↓↓↓

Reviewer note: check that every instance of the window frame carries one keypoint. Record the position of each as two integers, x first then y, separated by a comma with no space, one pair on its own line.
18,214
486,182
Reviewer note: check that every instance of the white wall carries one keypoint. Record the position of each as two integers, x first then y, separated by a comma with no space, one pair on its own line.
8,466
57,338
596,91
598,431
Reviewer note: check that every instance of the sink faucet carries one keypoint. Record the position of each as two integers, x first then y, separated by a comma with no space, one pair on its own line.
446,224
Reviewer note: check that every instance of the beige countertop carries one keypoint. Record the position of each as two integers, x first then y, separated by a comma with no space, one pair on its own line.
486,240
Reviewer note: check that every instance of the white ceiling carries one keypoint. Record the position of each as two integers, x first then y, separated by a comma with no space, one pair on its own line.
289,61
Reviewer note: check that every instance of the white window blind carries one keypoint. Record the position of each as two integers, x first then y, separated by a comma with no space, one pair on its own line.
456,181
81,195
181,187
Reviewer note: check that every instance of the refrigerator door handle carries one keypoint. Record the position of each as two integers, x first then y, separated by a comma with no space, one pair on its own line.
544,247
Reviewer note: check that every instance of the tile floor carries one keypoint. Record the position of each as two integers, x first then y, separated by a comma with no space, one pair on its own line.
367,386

↑↑↑

- Goal -
Please put every line of the listing above into a JSON list of strings, one string per line, with blank lines left out.

- Result of this exercise -
[
  "Reviewer note: check that every instance of the window frame carries one keypoint. Record the position of each as two integers, x first then y, separated by a comma with no space, one pair on its own line.",
  "18,214",
  "486,182",
  "Reviewer note: check that every instance of the white wall carries one keypoint. Record the position of each as two integers, x first then y, separated by a comma with no space, one pair on its own line.",
  "8,466",
  "57,338",
  "596,91",
  "598,431",
  "Reviewer note: check that every instance of the sink faucet carries one keypoint. Record the position of each as two integers, x first then y, separated by a comma with no space, one pair on its own line.",
  "446,224",
  "Reviewer note: check that every instance of the beige countertop carries one keypoint. Record the position of each as two integers, x first then y, separated by a comma with no space, one pair on its own line.",
  "486,240",
  "Reviewer note: check that every instance of the white ceiling carries one keypoint. Record the position of each as two integers, x first then y, separated by a comma with no space, one pair on its own line.",
  "289,61",
  "Reviewer note: check that every instance of the white window blind carries one keypoint. Record the position of each as two integers, x first then y, separated by a comma with no space, one pair on its own line.",
  "456,181",
  "81,195",
  "181,187",
  "Reviewer note: check that every instance of the refrigerator door handle carries one keypoint. Record the position of each as two integers, x first then y, separated by a comma with no space, one pair on its own line.",
  "544,247",
  "Reviewer note: check that every instance of the tile floor carries one keypoint. Record the position of each as two integers, x first then y, separated by a comma with no space, one pair on its own line.",
  "367,386"
]